#### Recorded data:
----
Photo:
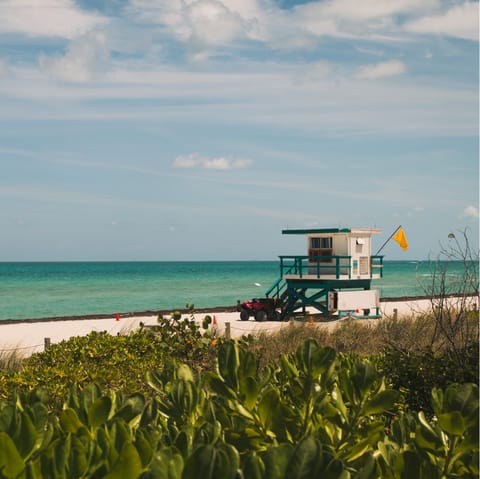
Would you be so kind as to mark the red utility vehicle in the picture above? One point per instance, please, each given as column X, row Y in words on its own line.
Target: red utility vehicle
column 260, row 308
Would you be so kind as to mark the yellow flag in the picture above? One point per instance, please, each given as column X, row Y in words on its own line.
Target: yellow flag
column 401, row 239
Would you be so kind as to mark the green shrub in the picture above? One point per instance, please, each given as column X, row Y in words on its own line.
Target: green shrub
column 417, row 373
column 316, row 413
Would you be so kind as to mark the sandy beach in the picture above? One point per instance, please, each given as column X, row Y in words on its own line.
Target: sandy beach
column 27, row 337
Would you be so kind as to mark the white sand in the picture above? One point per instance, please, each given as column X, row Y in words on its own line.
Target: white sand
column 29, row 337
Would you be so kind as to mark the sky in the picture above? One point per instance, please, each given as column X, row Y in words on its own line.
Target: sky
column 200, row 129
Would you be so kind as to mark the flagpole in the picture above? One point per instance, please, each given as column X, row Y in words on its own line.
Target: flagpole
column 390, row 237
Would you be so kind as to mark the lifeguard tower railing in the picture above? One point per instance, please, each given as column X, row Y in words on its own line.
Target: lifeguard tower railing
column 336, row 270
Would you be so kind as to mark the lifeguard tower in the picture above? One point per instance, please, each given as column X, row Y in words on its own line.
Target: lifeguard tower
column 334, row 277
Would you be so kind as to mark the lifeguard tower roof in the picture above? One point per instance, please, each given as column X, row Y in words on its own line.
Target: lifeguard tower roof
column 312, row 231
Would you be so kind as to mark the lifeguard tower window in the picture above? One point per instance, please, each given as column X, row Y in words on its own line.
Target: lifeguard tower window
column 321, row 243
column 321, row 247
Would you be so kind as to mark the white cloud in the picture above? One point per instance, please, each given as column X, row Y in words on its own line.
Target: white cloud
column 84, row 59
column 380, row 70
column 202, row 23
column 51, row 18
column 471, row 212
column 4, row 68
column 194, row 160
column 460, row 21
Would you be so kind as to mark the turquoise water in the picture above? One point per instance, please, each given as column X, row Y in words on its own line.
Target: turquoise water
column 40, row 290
----
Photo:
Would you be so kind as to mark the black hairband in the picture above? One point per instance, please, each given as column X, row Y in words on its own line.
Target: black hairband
----
#### Task instructions:
Rewrite the lines from the one containing "Would you be so kind as to mark the sky" through the one containing "column 390, row 237", swapping "kind" for "good" and leaving all else unchanged.

#### Finished task:
Would you be so good as to mark the sky in the picture above? One point per instance, please, each given as column X, row Y in words on its own line.
Target: sky
column 200, row 129
Would you be so good as to mark the flagpole in the picture above? One point per instance, please, each given as column X, row Y in words on its own line.
Target: flagpole
column 390, row 237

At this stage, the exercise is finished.